• [Given problem] Count the lines in the items below that contain the string "grass", treating uppercase and lowercase letters as distinct. Reply with the number alone.

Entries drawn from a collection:
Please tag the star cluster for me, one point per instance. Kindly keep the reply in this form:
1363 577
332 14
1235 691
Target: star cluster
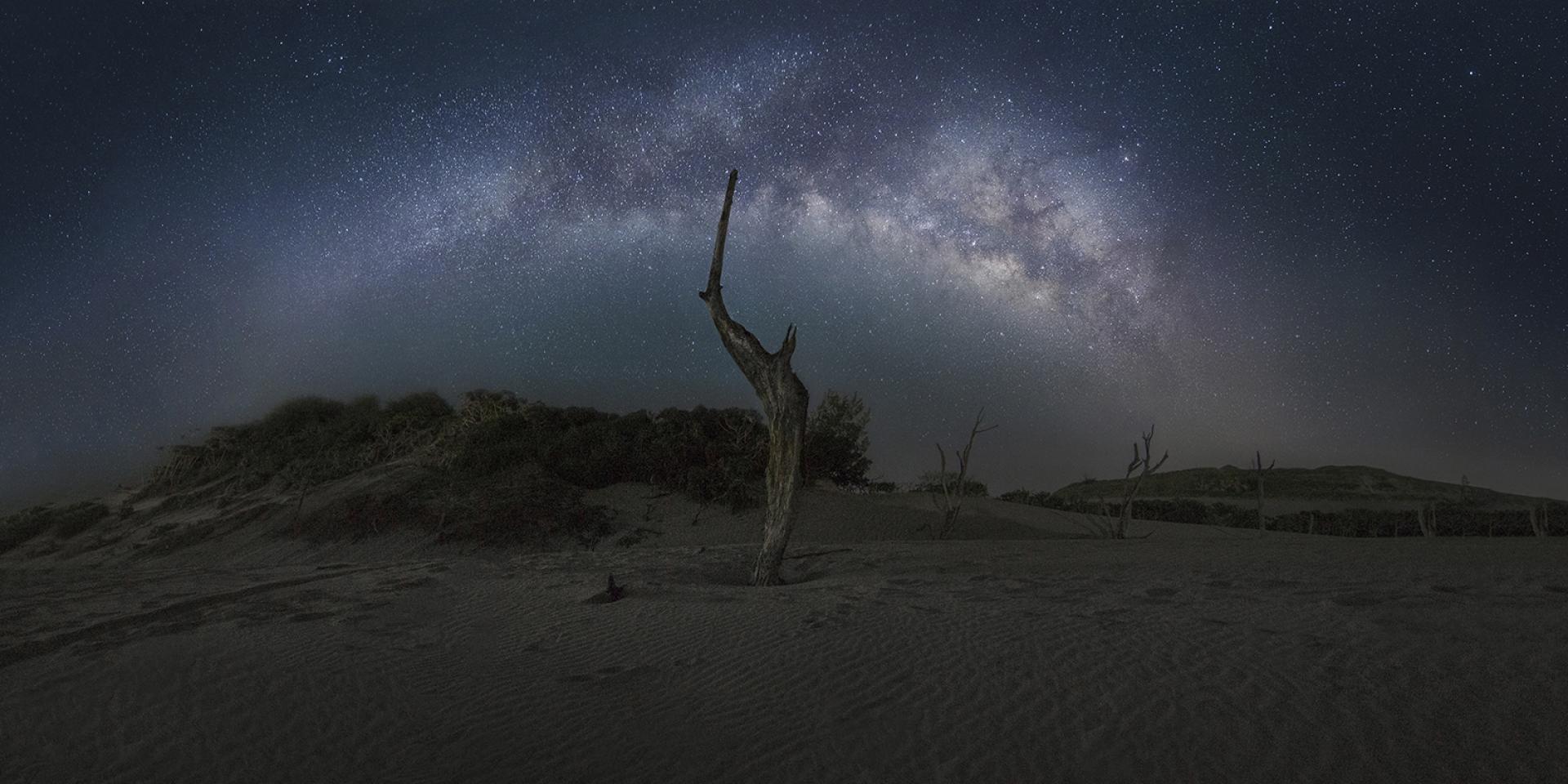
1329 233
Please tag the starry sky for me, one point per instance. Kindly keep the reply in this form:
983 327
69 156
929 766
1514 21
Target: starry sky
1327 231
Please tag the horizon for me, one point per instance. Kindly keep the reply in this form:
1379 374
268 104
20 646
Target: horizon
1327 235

---

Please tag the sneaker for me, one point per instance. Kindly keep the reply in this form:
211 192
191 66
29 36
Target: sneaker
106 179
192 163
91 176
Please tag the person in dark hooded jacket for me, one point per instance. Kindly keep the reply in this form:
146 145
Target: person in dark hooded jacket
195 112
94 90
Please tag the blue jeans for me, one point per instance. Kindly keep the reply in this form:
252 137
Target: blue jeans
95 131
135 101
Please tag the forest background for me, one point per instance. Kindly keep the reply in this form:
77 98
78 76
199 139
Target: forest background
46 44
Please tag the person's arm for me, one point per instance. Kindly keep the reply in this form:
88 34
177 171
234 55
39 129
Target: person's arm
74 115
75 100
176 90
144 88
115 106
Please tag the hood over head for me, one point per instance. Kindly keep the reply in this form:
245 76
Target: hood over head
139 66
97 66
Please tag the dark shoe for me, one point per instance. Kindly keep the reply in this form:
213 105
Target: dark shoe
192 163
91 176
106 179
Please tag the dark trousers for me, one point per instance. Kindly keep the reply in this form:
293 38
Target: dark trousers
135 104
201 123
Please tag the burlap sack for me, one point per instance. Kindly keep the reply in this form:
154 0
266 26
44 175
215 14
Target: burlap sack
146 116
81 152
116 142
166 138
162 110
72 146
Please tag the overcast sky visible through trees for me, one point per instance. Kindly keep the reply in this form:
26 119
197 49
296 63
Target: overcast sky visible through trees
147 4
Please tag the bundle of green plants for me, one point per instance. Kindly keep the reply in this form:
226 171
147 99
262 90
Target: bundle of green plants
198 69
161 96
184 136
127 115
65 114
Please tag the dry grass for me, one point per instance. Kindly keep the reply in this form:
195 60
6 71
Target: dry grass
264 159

---

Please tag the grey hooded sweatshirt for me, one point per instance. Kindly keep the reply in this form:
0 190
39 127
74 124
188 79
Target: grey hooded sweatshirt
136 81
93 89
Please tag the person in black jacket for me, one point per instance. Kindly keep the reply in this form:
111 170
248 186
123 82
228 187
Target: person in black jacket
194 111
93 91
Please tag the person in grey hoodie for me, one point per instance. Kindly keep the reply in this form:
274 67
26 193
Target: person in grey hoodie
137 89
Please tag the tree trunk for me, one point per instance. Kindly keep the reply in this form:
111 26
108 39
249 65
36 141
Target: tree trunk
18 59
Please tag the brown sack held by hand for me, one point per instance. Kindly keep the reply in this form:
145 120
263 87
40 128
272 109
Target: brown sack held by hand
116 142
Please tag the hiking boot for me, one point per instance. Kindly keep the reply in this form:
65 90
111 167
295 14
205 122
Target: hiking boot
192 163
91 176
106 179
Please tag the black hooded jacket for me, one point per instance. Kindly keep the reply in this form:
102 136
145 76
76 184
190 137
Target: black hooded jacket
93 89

• [Final result] 2